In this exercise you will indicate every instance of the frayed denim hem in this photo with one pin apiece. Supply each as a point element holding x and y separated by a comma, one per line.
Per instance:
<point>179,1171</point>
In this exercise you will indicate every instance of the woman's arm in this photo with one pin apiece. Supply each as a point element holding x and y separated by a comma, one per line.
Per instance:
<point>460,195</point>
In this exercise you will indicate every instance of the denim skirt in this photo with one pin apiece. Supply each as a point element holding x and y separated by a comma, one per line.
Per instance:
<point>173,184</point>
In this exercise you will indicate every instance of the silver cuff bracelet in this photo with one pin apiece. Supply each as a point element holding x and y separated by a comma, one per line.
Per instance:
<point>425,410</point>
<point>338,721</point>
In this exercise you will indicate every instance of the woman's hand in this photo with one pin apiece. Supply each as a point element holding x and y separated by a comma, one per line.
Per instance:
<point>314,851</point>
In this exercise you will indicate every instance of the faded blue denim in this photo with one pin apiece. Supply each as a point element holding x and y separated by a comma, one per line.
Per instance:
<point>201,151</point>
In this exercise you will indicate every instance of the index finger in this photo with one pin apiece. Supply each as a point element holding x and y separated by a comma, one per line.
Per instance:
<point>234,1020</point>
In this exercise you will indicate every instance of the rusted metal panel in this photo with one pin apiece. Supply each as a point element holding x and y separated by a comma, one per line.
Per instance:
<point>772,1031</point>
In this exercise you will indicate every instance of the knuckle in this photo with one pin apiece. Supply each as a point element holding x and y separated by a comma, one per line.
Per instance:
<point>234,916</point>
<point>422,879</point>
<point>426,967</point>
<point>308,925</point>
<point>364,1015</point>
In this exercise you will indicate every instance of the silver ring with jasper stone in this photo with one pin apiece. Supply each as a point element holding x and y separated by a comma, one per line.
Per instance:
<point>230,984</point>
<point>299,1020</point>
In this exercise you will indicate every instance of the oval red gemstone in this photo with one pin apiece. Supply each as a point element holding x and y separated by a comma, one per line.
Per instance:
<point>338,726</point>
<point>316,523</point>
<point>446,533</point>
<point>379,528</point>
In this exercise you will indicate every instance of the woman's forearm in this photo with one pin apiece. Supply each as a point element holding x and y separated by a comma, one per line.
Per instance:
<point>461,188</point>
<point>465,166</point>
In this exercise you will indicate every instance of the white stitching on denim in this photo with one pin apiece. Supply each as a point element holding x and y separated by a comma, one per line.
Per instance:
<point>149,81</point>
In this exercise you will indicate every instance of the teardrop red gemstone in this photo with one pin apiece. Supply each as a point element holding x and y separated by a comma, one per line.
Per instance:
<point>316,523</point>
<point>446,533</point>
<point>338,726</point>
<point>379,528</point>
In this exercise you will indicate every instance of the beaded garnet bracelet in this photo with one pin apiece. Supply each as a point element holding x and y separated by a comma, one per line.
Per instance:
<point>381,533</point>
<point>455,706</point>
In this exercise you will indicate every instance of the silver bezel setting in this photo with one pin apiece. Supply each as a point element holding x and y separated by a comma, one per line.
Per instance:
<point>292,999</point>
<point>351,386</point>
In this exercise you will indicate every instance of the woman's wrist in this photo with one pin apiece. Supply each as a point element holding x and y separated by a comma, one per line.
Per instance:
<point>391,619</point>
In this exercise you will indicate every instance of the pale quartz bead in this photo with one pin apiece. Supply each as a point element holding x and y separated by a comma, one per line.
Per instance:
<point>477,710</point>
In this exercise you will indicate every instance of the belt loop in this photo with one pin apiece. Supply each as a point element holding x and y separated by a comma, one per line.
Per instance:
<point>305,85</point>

# # # # # # #

What is needed: Reproduce all the entries above. Match them exactly.

Response:
In this exercise you will indicate every instance of the frayed denim hem in this photo with one pin apiece. Supply each as a point element holding x and y separated by a comma, one per line.
Per instance:
<point>179,1171</point>
In this exercise you will indicate every instance of the woman's arm in this photo with one pin apiece. Supply each as a point element holding x and y separated by a comma, one per line.
Per instance:
<point>460,195</point>
In this exercise you will indicate every instance of the denim skirt in this photo with one pin apiece. Supply each as a point element holding x and y separated by a comma, one per line.
Per instance:
<point>173,184</point>
In this exercise you will indicate every instance of the silver cuff bracelet in this photo with one pin apiece. Supply each as a point element holding x and y separated by a comma, one per line.
Per instance:
<point>425,410</point>
<point>338,721</point>
In this exercise you will indicate every instance of the woman's hand in this photo with one pin apiece. Supply each as a point element holding x and y separated by a comma, one per line.
Per instance:
<point>314,851</point>
In this exercise you will indicate every instance of the faded blue denim in this photo with one pin apiece. Supply each as a point element holding x and y separated by a comma, one per line.
Per instance:
<point>201,151</point>
In this exercise you will indicate every instance of the index finger in this photo with one pin apiece. Supply each as a point element holding x and y separated by a comma, one per line.
Per instance:
<point>234,1020</point>
In this exercise you will indicate every instance of the rusted metal panel in this photo with one pin apiece. Supply each as a point element holding x and y separated by a comma, one per line.
Per instance:
<point>772,1031</point>
In this exercise you will indicate every instance of the knuckle in this photo with one pin apiece. Supply each as a point element holding x and y separated by a comma, one per line.
Per instance:
<point>234,916</point>
<point>422,879</point>
<point>426,967</point>
<point>308,925</point>
<point>364,1015</point>
In this exercise you will indicate every instance of the silver ring with jasper stone in this photo with one pin apiece. Supply each as a point element holding x and y separated by a comma, one per line.
Per instance:
<point>230,984</point>
<point>299,1020</point>
In this exercise you will indicate every instance of the oval red gemstone in this photo with one pin apiece. Supply each as a point element holding x and y separated by a comma, one per line.
Per instance:
<point>338,726</point>
<point>316,523</point>
<point>446,533</point>
<point>379,528</point>
In this exercise you will indicate every instance of the woman's forearm in this photo with one pin apiece. Supply each as a point element holding x and y separated by a comma, one per line.
Per instance:
<point>461,188</point>
<point>465,166</point>
In this exercise you will indicate every instance of the white stitching on denim in this photo with one pin apiece. Supply each as a point element holding x and y separated by a comma, one per line.
Per instance:
<point>149,81</point>
In this exercise you will indicate every instance of the teardrop red gemstone in this photo with one pin apiece. Supply each as a point element holding x and y separated by a comma, one per line.
Per instance:
<point>316,523</point>
<point>446,533</point>
<point>338,726</point>
<point>379,528</point>
In this exercise you will indicate every instance of the beaded garnet bracelet in this photo with one pin apiece. Supply each as a point element holding x and y separated by a comma, one per line.
Per instance:
<point>381,533</point>
<point>455,706</point>
In this exercise you will indicate every instance of the silver bezel setting in this photo with one pin apiece. Supply each as a point element holding x and y separated by a comma, one per line.
Per instance:
<point>292,999</point>
<point>351,386</point>
In this exercise you will indicate every instance of the woman's wrist in this photo with one pin apiece. Supply each as a point element holding x and y separated by a comma, one per line.
Per instance:
<point>391,619</point>
In this exercise you will indicate every instance of the pale quartz bead in this photo with one pin apiece. Supply each as a point element holding x and y separated by a comma, one per line.
Per instance:
<point>477,710</point>
In this exercise you will indicate every instance of the belt loop in this photo with one pin apiece. Supply each as a point element holding x and y separated by a comma, one per line.
Per instance:
<point>305,85</point>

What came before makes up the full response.